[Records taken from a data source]

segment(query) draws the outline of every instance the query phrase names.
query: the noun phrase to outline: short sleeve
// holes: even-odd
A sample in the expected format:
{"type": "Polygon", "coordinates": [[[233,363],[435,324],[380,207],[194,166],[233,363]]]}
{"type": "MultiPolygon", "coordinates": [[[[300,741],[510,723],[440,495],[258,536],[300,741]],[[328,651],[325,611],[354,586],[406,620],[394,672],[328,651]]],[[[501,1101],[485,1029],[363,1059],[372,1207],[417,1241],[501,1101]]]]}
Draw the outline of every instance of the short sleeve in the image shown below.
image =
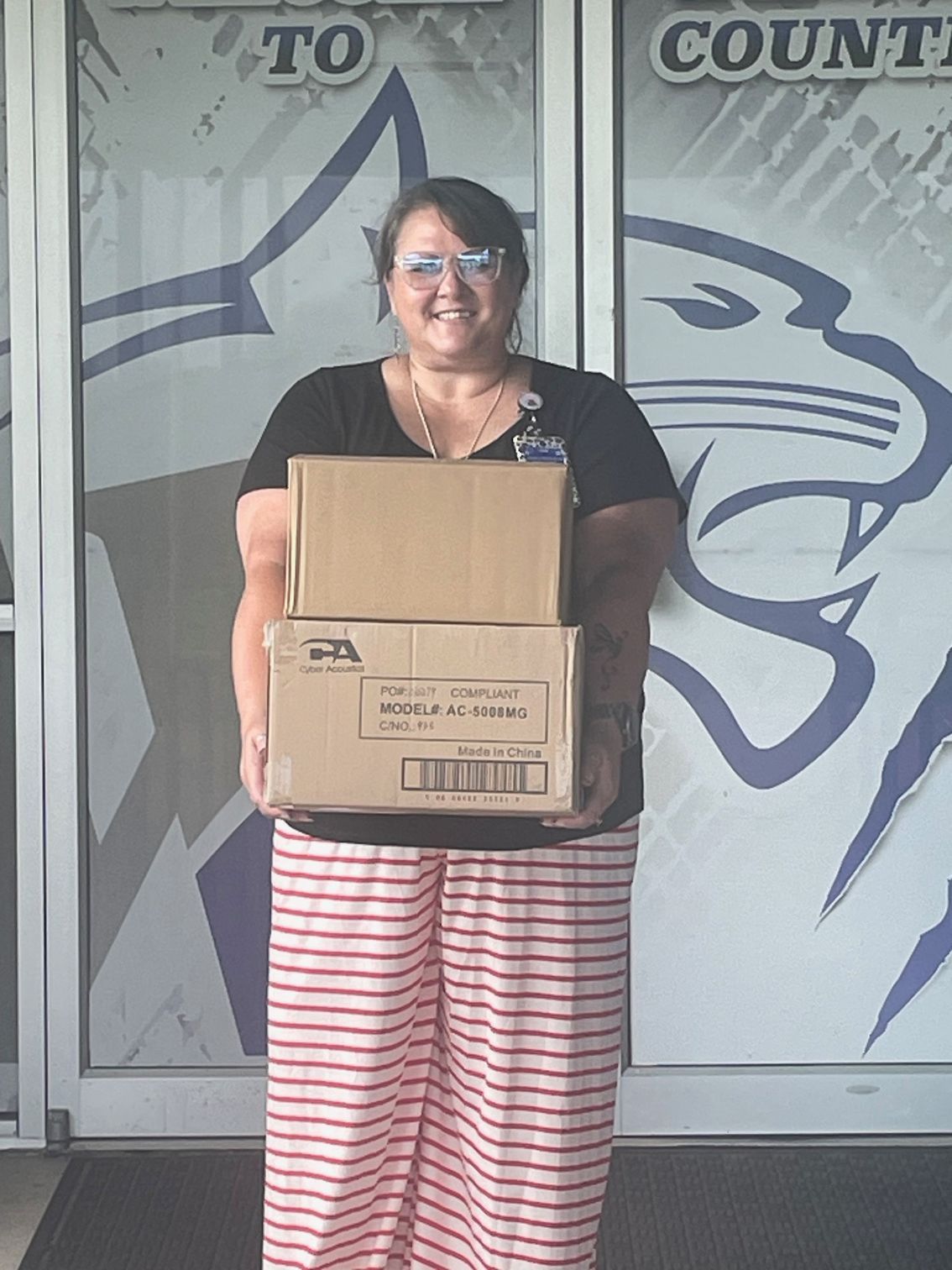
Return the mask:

Written exercise →
From the listing above, pull out every line that contains the string "outline". Copy those lines in their original order.

Task answer →
segment(query) draws the outline of every instance the query phrase names.
query: the noun phrase to outline: short sleeve
Draw the outline of every instance of the short sleeve in the image shown below.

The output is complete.